┌────────

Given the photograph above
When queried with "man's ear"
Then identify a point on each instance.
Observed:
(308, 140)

└────────

• TASK ITEM:
What you return should consist solely of the lines from the one containing "When queried with" through the end of the entries above, reproduced exactly.

• OUTPUT OF THE EXERCISE:
When queried with "man's ear"
Then identify a point on each instance.
Observed:
(308, 140)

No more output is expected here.